■ Provided text:
▼▼▼

Writing the life of a modern saint, especially one who seems peevish and demanding, poses exceptional challenges for the biographer. Rudolph Bell and Cristina Mazzoni confront these challenges head-on in telling the life story of the young Italian girl Gemma Galgani, the first person who lived in the twentieth century to be made a saint. The authors skillfully navigate the boundaries distinguishing biography from hagiography, especially when analyzing the dossier promoting Gemma's contentious canonization after she died of tuberculosis in 1903, at the age of twenty-five. In evaluating descriptions of Gemma's ecstasies recorded by sympathetic observers, the volume tackles important issues of source bias and historical veracity, which loom especially large when trying to make scholarly sense of the ineffable.

▲▲▲

■ Work request 1:
In the passage on Gemma Galgani, what disease caused her death, and at what age did she die?
■ Work request 2:
Translate this sentence from the passage on Gemma Galgani into Spanish: "Writing the life of a modern saint, especially one who seems peevish and demanding, poses exceptional challenges for the biographer."
■ Work request 3:
Resume the passage on Gemma Galgani after its final sentence.

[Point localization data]
▼▼▼

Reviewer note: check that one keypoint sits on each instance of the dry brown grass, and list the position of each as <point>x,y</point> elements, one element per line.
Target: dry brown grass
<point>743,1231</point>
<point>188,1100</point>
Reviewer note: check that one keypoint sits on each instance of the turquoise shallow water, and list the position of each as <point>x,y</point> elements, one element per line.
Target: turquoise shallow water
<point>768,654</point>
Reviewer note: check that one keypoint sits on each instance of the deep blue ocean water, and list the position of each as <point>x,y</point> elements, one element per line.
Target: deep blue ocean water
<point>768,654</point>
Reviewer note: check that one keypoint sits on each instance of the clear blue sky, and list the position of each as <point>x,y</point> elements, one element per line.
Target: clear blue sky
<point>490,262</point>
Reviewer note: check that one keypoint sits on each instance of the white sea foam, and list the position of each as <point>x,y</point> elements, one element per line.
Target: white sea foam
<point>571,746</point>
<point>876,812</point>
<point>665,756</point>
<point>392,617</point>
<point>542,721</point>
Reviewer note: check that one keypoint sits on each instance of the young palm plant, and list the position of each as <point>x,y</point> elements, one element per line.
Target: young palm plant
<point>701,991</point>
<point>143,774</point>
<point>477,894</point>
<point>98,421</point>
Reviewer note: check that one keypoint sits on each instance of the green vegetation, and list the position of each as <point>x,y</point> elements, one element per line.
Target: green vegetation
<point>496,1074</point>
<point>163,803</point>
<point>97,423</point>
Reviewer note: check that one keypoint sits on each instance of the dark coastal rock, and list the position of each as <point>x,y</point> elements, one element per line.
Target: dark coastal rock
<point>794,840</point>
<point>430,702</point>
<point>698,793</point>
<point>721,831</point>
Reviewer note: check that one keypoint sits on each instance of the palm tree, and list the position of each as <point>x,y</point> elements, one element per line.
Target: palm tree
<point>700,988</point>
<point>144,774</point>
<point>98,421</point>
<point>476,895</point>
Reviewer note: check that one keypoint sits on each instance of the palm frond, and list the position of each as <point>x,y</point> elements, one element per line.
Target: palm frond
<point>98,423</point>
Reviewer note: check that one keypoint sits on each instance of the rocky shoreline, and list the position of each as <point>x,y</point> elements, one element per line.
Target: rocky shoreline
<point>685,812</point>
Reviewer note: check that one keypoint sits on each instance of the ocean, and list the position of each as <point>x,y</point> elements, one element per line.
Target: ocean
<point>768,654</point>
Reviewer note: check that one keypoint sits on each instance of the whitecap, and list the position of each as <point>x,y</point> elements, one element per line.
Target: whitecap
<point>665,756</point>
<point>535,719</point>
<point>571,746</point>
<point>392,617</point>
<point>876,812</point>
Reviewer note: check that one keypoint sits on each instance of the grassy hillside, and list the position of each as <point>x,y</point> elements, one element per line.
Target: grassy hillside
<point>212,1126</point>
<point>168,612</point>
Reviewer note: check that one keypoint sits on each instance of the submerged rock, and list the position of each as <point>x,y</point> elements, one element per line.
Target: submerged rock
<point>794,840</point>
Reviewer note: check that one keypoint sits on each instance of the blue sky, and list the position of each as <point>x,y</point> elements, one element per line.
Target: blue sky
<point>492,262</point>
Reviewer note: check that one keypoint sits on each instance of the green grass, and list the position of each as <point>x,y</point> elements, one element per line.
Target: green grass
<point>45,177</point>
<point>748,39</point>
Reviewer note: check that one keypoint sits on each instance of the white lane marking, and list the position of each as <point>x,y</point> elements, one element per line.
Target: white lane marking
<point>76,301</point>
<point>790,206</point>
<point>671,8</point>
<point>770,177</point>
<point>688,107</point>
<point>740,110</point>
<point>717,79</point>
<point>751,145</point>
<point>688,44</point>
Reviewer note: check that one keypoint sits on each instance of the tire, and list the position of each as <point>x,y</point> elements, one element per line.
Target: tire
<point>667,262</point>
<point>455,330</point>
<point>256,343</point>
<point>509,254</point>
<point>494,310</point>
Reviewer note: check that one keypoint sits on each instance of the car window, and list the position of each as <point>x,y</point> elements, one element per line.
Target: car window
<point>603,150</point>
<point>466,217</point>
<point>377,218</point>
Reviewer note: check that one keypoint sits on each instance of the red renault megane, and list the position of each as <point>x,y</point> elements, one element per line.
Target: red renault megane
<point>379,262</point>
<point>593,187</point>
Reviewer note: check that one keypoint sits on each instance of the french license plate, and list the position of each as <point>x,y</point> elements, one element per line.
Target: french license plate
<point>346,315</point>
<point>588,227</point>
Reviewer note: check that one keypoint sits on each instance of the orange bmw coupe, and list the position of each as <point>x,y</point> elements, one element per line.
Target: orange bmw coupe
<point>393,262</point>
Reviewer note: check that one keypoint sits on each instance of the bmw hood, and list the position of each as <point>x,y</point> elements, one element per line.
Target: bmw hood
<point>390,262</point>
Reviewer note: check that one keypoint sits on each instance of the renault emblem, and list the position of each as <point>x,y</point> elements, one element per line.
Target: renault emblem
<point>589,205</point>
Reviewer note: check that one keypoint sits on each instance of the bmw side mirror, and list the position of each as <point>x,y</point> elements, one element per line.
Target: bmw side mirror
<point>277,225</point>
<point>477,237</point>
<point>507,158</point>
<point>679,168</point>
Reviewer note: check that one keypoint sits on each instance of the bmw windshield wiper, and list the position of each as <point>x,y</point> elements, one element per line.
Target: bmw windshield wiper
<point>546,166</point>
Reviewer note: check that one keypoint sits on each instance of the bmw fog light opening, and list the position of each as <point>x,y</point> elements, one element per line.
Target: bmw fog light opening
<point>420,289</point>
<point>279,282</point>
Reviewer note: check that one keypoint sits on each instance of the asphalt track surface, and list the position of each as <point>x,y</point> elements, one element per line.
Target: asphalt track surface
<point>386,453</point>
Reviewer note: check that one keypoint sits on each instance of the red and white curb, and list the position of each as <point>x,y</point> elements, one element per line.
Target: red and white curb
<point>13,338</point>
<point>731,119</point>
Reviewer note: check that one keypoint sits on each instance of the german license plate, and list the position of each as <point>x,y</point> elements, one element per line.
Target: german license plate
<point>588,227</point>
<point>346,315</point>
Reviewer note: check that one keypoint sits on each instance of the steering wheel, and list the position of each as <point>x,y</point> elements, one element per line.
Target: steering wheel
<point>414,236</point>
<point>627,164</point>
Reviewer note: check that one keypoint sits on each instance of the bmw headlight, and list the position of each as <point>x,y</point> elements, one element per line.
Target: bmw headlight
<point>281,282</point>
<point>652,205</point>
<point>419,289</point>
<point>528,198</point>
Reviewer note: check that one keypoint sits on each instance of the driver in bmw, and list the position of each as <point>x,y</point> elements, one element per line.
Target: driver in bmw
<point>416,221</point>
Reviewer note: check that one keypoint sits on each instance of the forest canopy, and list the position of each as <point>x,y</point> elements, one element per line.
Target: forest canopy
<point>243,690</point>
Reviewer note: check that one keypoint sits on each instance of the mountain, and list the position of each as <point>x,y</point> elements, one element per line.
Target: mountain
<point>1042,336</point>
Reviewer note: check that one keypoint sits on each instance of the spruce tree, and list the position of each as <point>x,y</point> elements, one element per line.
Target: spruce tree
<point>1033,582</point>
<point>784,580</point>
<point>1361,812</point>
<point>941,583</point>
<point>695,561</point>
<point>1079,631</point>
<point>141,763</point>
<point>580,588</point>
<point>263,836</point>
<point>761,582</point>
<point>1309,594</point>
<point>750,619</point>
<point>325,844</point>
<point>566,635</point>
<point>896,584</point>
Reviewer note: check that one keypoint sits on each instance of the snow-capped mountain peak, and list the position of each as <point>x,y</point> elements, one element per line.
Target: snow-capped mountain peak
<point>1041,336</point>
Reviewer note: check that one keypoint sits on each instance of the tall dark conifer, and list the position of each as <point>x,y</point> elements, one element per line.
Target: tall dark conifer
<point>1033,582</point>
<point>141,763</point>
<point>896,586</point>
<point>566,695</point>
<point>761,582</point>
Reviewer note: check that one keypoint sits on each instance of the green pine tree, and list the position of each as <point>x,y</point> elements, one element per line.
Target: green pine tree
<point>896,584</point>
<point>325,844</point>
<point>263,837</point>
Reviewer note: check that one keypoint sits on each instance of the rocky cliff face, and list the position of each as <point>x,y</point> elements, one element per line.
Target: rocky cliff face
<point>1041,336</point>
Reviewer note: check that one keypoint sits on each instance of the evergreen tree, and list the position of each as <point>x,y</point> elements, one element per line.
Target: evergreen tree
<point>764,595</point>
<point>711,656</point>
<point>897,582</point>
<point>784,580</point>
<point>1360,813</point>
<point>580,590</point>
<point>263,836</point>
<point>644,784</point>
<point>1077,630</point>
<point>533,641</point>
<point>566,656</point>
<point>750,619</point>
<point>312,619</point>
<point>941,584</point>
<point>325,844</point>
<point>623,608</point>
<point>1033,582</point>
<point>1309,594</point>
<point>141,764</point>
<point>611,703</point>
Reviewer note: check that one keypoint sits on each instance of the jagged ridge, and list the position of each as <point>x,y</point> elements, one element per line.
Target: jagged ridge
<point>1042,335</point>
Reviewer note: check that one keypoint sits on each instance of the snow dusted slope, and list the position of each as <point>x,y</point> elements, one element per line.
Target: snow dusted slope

▲▲▲

■ Expected output 1:
She died of tuberculosis at the age of twenty-five.

■ Expected output 2:
Escribir la vida de un santo moderno, sobre todo de uno que parece malhumorado y exigente, plantea desafíos excepcionales para el biógrafo.

■ Expected output 3:
The authors' toughest challenge, however, is Gemma herself. In her last years, Gemma received special signs of spiritual grace in the form of stigmata and mystical visions. While these imprints of holiness formed the very stuff of medieval sainthood, in a modern age they more readily evoked medicalized notions of hysteria. Gemma's contemporaries wondered openly whether she was a saint, hysteric, or faker, or perhaps was simply mad. Complicating the picture were Gemma's manipulative tendencies, which made her seem less than saintly to some observers. Moreover, her sanctity failed to inspire intense, widespread devotion outside the small circle of Passionate priests who promoted her cause. How might we understand such an unlikely, unheralded saint, one whose very self seems conflicted and anachronistic? Even more pointedly, why is Gemma's life worth knowing about?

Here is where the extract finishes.